◆ **Exercise objective**
How many lines of the entries below contain the word "light"? Case counts; give only the number.

◆ **Entries excerpted from a collection**
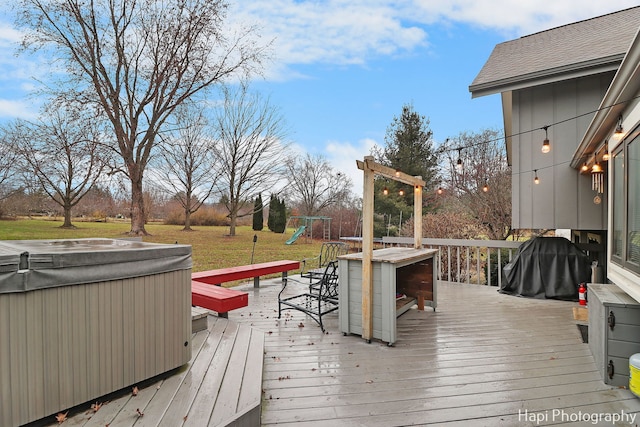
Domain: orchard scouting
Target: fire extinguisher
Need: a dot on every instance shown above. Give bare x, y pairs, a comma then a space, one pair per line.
582, 294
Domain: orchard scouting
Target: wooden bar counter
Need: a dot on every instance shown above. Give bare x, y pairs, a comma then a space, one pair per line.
406, 272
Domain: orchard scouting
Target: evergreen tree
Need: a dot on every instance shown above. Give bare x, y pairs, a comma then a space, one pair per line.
409, 148
273, 212
278, 214
258, 219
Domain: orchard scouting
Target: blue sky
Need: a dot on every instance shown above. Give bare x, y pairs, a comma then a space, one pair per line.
342, 69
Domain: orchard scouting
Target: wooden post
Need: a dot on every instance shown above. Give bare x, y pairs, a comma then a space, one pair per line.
417, 215
370, 169
367, 251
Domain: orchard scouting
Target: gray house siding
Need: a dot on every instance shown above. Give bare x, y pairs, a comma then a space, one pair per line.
562, 199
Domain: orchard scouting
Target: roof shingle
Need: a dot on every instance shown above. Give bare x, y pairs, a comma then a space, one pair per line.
595, 42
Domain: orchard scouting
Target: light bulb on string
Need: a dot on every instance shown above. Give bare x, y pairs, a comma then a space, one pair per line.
459, 162
546, 146
605, 156
619, 128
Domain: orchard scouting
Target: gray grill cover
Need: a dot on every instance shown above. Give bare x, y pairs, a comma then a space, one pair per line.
35, 264
547, 267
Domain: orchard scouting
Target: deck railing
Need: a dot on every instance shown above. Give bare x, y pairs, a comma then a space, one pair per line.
467, 261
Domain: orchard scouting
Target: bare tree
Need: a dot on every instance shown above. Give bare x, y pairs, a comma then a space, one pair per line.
63, 153
315, 185
482, 182
8, 183
186, 167
251, 149
138, 60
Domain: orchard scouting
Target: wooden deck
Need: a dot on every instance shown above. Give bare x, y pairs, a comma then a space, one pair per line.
482, 359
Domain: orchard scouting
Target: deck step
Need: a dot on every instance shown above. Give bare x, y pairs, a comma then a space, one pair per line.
198, 319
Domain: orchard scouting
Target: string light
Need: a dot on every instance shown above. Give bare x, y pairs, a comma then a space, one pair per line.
605, 156
459, 162
619, 128
546, 147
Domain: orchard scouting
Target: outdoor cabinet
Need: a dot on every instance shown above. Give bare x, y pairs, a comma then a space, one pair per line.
614, 331
82, 318
405, 271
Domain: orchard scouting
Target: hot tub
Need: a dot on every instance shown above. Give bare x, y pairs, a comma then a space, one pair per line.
81, 318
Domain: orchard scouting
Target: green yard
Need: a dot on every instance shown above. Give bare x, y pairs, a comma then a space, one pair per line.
211, 246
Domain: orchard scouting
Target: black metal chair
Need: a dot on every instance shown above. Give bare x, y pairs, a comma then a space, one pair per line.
313, 268
320, 299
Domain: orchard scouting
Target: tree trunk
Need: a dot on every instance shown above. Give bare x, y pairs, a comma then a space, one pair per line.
187, 220
233, 219
137, 209
67, 217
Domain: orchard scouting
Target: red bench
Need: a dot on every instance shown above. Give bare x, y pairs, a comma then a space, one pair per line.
222, 300
229, 274
216, 298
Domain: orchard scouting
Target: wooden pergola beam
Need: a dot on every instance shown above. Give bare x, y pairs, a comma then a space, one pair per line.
370, 169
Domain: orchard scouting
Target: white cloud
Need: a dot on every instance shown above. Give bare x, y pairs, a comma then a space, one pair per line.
343, 155
342, 32
11, 109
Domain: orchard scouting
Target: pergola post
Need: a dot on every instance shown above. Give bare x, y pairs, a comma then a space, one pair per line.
370, 169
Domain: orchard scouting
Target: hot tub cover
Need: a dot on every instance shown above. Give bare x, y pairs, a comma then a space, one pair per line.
34, 264
547, 267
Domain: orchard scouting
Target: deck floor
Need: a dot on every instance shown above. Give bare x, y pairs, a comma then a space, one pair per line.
481, 359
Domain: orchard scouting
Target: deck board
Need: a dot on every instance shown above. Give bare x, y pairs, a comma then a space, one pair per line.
482, 358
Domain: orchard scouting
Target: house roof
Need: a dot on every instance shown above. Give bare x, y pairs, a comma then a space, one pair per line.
623, 92
581, 48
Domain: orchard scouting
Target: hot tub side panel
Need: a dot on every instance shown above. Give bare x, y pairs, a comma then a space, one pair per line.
85, 341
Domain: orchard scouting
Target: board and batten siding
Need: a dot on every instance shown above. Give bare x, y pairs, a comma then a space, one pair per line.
563, 198
86, 341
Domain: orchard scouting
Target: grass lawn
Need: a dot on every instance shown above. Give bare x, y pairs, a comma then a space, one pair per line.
211, 246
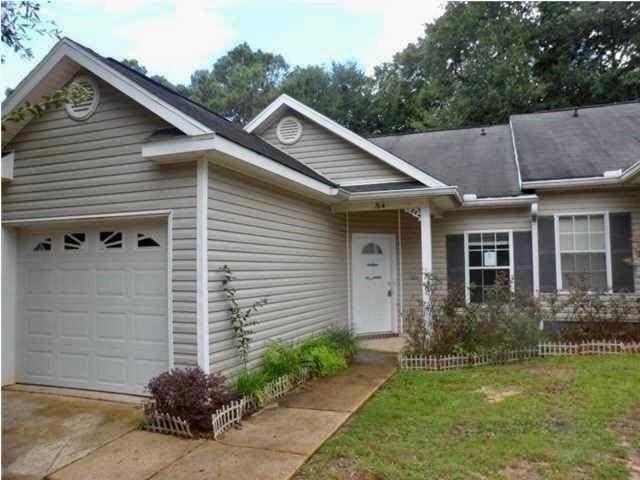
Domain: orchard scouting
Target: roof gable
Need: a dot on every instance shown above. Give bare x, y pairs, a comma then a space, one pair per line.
330, 155
266, 117
67, 57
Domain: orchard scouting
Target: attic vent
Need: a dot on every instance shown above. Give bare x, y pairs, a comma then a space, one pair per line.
84, 97
289, 130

◆ **Response below**
2